» **Supplied passage**
--*--

January 2002 Letter of Intent
May 2002 LoAR results
Return to the Rampart home page.

On December 27, 2001, a Rampart Meeting was held to consider the Letter of Presentation dated October 5, 2001. In attendance were Countess Anne Aliz de Bâle, Fretty Herald, Earl Cathyn Fitzgerald, Lady Kiena Munro, Lady Alia Marie de Blois, and Gauvain Eisenbein. Letters of comment were received from Master Da’ud ibn Auda, al-Jamal Herald; Master Gawain of Miskbridge, Green Anchor Herald; and the Caer Galen Commenting group which consisted of Baron Louis-Philippe Mitouard, Cat’s Paw Herald Extraordinary, Baronessa Francesca di Pavia, Pursuivant, Regana van Kortrijk, Caer Galen PE, Frederigo de Grenada, and Alisaundre la Coutourière. Here are the decisions from these deliberations.

  1. Adriana of Riverhold. New Device. Or, a bend sinister wavy azure between a fir tree couped and a brown house proper.

  2. Rio de Las Animas Perdidas, Incipient Shire of
    Her name was registered in December of 1999 via the Outlands.

    [al-Jamal] - (Device): “I think that there is no such thing as a "brown house proper". The house is clearly not a log cabin (which is, I believe, post-period in any case), made of logs and therefore properly (if you'll pardon the pun) "brown"). This is pretty clearly a case of attempting to add "brown" to the heraldic palette of colors. Indeed, the original allowance of "brown proper" was because there were in period a few animals (boars, hounds) which appear to have been considered "proper" when brown. I think that to extend this allowance to architecture is overreaching period practice and SCA precedent.”
    [Green Anchor] - (Device): “The house looks pretty modern, I fear.”
    [Caer Galen] - (Device): “Is there a ‘default’ proper color for houses? If not, as is implied by the use of a modifier ‘Brown’, is there a precedent for allowing proper coloring? Is this not distinct from the cases where an item has more than one ‘proper’ color and so additional adjectives are needed? Also this would seem to be in violation of RfS VIII.4.a: Pictorial Design - Overly pictorial designs may not be registered. … For example, combining a field divided per fess wavy azure and Or with a sun and three triangles Or, as well as a camel and two palm trees proper to depict the Nile Valley would not be acceptable …”

    ACTION: Device Returned for improper use of “brown” as a heraldic tincture.

  3. Alia Marie de Blois. Device Resubmission. (K) Per pale pean and erminois.

  4. Blaiddwyn, College of
    Her name is in submission on the July 30, 2001 Outlands LoI. Her previous device submission, "Gyronny arrondy of eight, argent and purpure, a mullet of eight voided and counterchanged.", was returned from Kingdom on the July 4, 2001 LoR for excessive counterchanging.

    [Caer Galen] - (Device): “Thumbs up. No conflicts.”

    ACTION: Device Passed.

  5. Athanaric Redeye. Change of registered device. Argent, an eye gules, irised argent, and on a chief sable three double-bitted axes argent.

--*--

» **Data supplied**
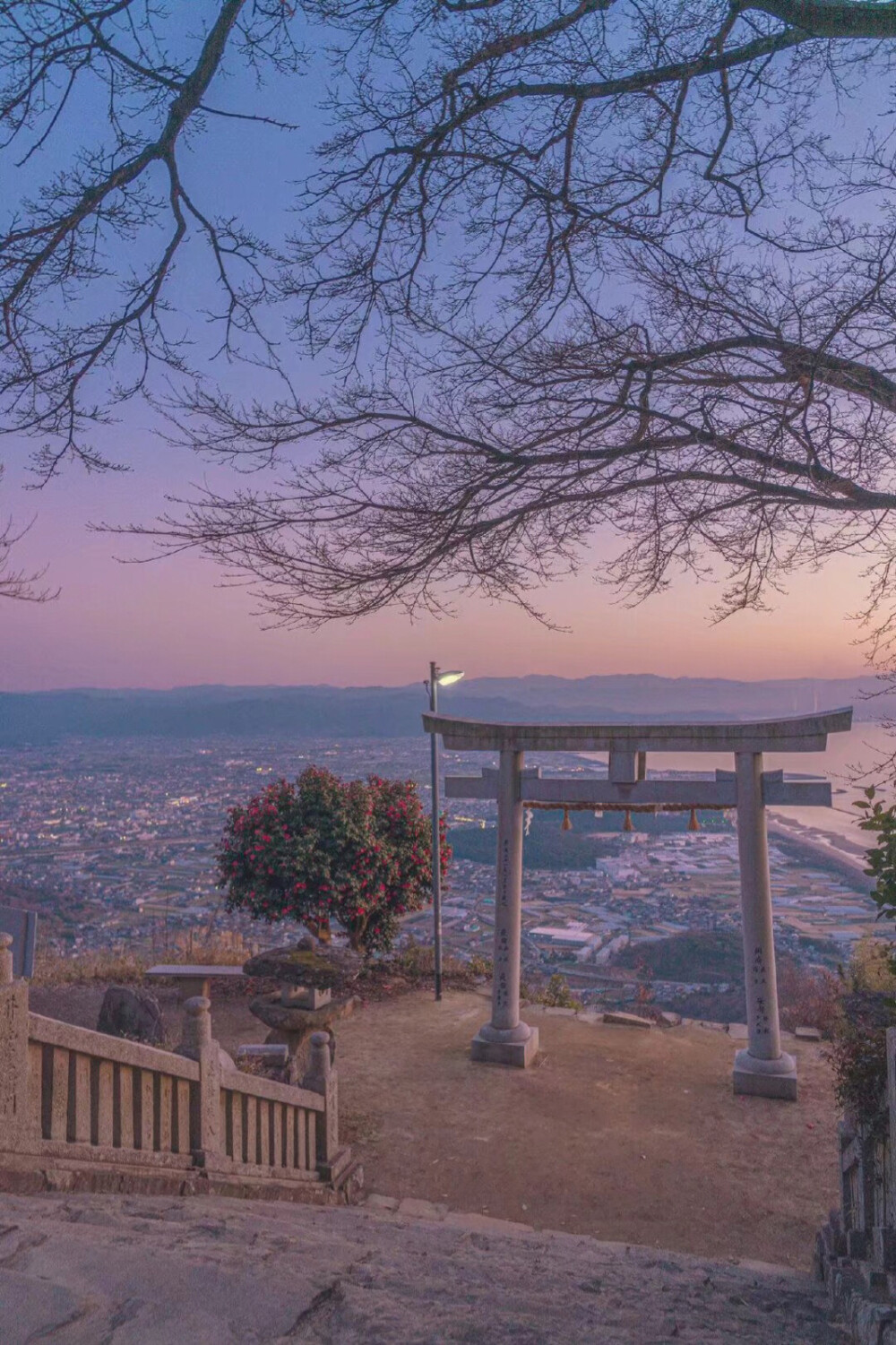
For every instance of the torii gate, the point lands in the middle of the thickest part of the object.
(762, 1068)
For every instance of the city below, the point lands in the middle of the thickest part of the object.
(113, 843)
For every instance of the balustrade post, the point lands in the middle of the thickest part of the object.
(204, 1098)
(322, 1079)
(13, 1054)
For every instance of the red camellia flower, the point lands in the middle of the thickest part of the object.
(353, 853)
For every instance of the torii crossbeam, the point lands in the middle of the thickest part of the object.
(762, 1068)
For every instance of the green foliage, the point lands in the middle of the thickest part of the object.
(858, 1056)
(882, 857)
(556, 994)
(694, 955)
(324, 850)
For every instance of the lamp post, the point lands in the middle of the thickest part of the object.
(436, 679)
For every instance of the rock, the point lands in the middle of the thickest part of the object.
(131, 1013)
(421, 1208)
(386, 1203)
(319, 969)
(627, 1020)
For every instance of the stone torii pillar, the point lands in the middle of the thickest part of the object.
(506, 1040)
(763, 1068)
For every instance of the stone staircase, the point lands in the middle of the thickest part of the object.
(120, 1270)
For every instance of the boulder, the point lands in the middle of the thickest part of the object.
(131, 1013)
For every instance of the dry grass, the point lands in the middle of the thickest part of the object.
(65, 969)
(125, 967)
(807, 996)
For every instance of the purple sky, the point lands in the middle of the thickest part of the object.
(169, 623)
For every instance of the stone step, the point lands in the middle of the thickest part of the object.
(161, 1272)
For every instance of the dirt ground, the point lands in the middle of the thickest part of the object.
(625, 1134)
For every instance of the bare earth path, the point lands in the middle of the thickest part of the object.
(109, 1270)
(622, 1134)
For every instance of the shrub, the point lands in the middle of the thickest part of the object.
(323, 850)
(871, 966)
(807, 996)
(556, 994)
(858, 1057)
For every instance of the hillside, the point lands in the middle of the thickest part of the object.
(42, 717)
(696, 955)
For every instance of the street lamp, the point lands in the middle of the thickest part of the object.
(436, 679)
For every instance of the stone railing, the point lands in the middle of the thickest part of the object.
(856, 1250)
(89, 1111)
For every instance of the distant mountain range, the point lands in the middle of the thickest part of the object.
(45, 717)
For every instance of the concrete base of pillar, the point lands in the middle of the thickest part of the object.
(504, 1047)
(766, 1078)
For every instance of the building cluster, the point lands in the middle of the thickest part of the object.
(115, 842)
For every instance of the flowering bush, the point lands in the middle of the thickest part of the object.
(324, 850)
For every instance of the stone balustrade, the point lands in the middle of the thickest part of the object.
(856, 1250)
(91, 1111)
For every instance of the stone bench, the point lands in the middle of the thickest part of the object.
(194, 979)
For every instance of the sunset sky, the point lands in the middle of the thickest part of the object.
(171, 623)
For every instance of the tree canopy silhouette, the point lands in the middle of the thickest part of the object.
(579, 266)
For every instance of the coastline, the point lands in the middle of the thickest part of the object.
(826, 856)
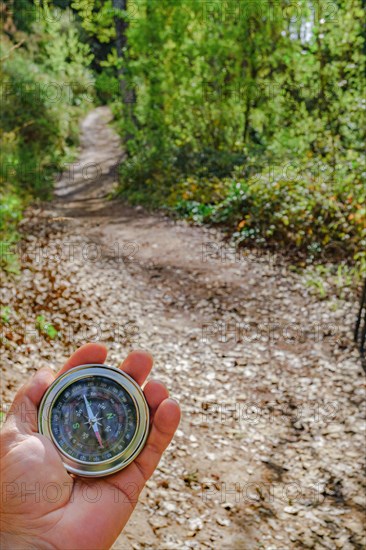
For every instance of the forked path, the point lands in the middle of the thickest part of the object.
(269, 453)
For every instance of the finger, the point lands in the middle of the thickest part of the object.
(138, 365)
(155, 393)
(23, 412)
(88, 353)
(166, 421)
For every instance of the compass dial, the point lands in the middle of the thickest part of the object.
(97, 418)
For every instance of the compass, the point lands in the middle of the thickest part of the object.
(97, 418)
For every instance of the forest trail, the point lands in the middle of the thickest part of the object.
(270, 450)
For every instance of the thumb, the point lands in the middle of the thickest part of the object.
(23, 411)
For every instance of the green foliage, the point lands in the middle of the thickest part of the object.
(251, 115)
(45, 87)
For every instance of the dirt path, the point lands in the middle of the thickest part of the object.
(270, 450)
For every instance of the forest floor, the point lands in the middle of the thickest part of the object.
(270, 450)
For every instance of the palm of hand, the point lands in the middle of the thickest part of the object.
(43, 506)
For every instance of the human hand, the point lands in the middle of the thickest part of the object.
(43, 506)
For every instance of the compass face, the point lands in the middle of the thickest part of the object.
(97, 417)
(93, 419)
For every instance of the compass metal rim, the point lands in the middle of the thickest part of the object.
(117, 462)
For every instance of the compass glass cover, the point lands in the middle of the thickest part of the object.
(93, 419)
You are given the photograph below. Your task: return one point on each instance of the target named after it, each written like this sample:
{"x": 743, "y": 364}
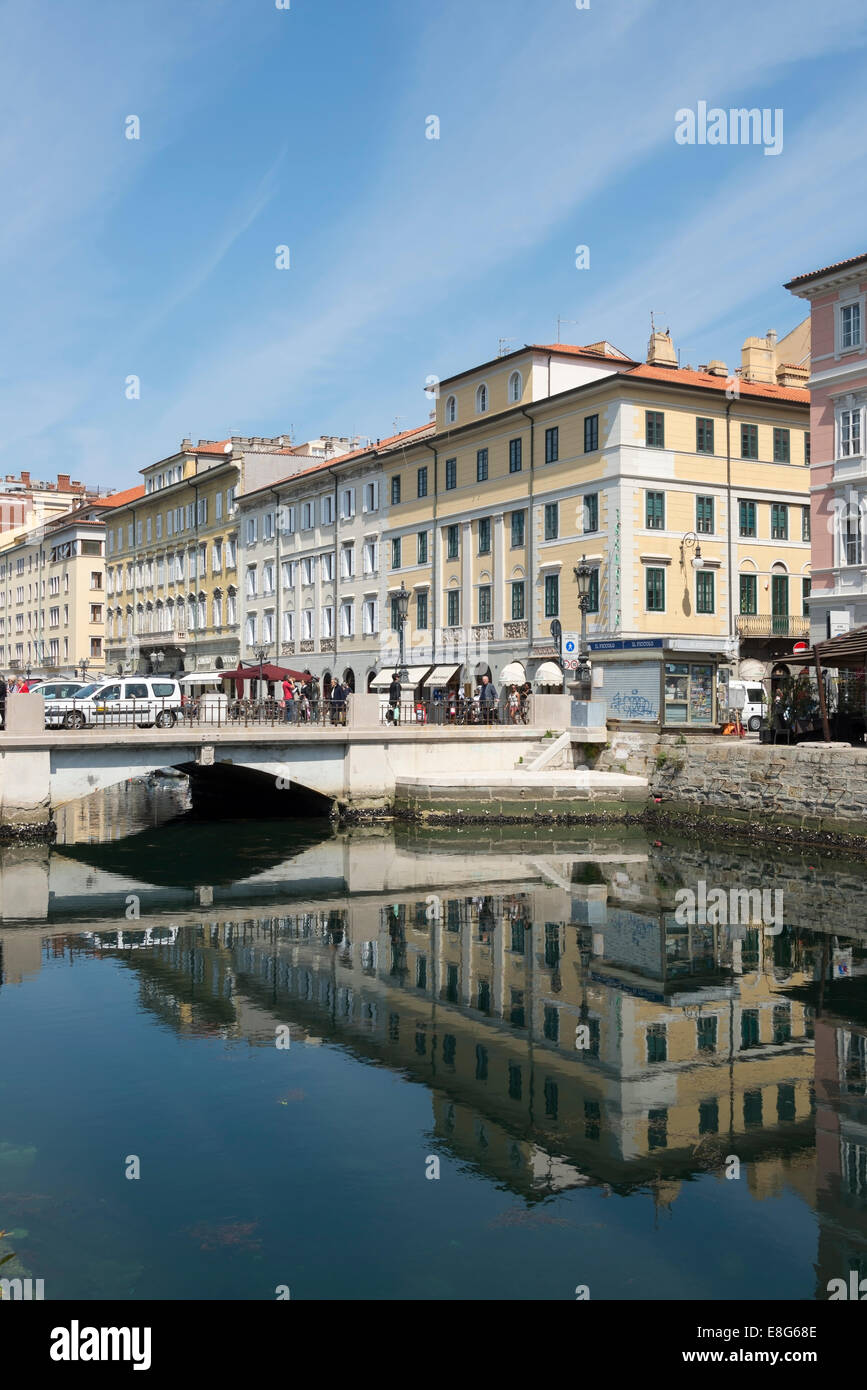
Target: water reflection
{"x": 571, "y": 1032}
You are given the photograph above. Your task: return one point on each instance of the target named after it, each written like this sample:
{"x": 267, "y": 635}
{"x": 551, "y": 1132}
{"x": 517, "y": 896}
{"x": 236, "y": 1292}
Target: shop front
{"x": 656, "y": 681}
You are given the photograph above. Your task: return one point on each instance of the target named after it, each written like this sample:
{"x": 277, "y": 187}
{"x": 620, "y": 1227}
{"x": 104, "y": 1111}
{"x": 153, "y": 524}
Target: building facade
{"x": 838, "y": 469}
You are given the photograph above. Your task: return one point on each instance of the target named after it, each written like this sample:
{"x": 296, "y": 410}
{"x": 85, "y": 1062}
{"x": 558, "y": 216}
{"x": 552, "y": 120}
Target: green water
{"x": 402, "y": 1065}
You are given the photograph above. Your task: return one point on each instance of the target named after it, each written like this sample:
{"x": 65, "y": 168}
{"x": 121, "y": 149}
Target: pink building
{"x": 838, "y": 464}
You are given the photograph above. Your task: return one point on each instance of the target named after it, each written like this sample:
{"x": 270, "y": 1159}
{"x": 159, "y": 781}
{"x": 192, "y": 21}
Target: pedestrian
{"x": 395, "y": 692}
{"x": 488, "y": 698}
{"x": 338, "y": 702}
{"x": 289, "y": 699}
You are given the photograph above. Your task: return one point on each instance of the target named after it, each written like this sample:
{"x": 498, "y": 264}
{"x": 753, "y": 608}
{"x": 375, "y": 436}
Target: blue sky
{"x": 306, "y": 127}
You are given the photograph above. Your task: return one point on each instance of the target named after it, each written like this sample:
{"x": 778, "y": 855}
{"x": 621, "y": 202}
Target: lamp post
{"x": 403, "y": 608}
{"x": 582, "y": 578}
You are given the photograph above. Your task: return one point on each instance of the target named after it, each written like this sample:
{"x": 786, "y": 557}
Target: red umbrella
{"x": 267, "y": 673}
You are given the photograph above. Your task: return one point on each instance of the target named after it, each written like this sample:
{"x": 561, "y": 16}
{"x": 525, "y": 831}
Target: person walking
{"x": 289, "y": 699}
{"x": 488, "y": 699}
{"x": 395, "y": 692}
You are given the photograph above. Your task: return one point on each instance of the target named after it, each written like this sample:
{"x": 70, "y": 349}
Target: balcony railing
{"x": 773, "y": 624}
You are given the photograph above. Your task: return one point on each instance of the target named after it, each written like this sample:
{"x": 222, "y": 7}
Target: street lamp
{"x": 582, "y": 578}
{"x": 692, "y": 541}
{"x": 403, "y": 608}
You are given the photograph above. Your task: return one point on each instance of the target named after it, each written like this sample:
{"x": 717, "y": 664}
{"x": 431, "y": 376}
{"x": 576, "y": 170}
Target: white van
{"x": 125, "y": 702}
{"x": 752, "y": 713}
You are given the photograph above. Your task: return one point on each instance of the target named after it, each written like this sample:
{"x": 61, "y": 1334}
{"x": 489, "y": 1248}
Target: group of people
{"x": 303, "y": 699}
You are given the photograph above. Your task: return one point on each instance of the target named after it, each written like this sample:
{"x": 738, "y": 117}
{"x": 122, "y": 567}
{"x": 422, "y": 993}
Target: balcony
{"x": 773, "y": 624}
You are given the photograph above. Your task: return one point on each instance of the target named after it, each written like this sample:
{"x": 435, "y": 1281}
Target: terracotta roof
{"x": 600, "y": 349}
{"x": 682, "y": 377}
{"x": 120, "y": 499}
{"x": 826, "y": 270}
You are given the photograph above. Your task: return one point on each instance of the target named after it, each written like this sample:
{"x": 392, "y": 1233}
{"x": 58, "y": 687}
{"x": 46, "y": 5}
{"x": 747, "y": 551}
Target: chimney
{"x": 660, "y": 350}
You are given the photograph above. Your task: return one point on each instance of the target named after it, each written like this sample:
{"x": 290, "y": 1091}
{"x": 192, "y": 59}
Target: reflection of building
{"x": 567, "y": 1036}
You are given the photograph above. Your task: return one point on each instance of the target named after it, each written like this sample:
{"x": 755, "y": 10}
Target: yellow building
{"x": 685, "y": 491}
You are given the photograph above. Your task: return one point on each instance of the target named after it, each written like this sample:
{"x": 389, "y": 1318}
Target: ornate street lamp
{"x": 582, "y": 578}
{"x": 403, "y": 609}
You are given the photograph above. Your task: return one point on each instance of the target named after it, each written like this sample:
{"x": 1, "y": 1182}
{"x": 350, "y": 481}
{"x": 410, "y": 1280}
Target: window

--*--

» **Tasks**
[1] In the Rampart meeting minutes, on what date was the meeting held?
[2] Extend the Rampart meeting minutes from the point where they stop.

» **Responses in order**
[1] December 27, 2001

[2]
  6. al-Barran, Barony of
    His name was registered in June of 1992 via the Outlands. His current device, "Or, an eye gules, irised Or, and on a chief sable three double-bitted axes Or." was registered at the same time as his name and is to be released if this new device is registered.

    Device Passed

  7. Brennan MacDuffie. New Badge. (Fieldless) A rabbit's head cabossed sable.

  8. al-Barran, Barony of
    His name was registered in December of 1998 via the Outlands.

    [Green Anchor] - (Badge): “Rabbits have rather rounder eyes than the ones shown here.”
    [Caer Galen] - (Badge): “We do not believe that the whatever-it-is looks like a period rabbit. Please redraw.”

    ACTION: Badge Passed.

  9. Bryndís Rauðkinnr Ragnarsdottir. New Name.

  10. Rio de Las Animas Perdidas, Incipient Shire of
    Bryndís is a compound name from the prefix "Bryn", meaning "armour" and "Dís" (Dísar) meaning noble and/or beautiful woman, as found in the web article Nafnasafnið: Icelandic and Heathen names by Haukur Þorgeirsson, http://www.irminsul.org/arc/012ht.html The other two name elements are found in Geirr Bassi. Rauðkinnr is on page 26. Ragnarsdottir is from Ragnarr, page 14, and the instuctions on forming patronymics found on page 17.

    [al-Jamal] - (Name): “Bynames (like "red-cheek", here) are not normally capitalized in Norse: Brynd{i'}s rau{dh}kinnr Ragnarsdottir.”
    [Green Anchor] - (Name): “The patronymic is spelled "Ragnarsd{o'}ttir", according to Geirr Bassi, p.17. The discussion of adjectival epithets on p.19 seems to indicate that the it should be either "Rau{dth}kinn" or "Rau{dth}kin" here in a feminine name. (I'm not sure which.)”

    ACTION: Name Passed as Bryndís rauðkinnr Ragnarsdóttir

  11. Cathalan Mac Faolan. New Name.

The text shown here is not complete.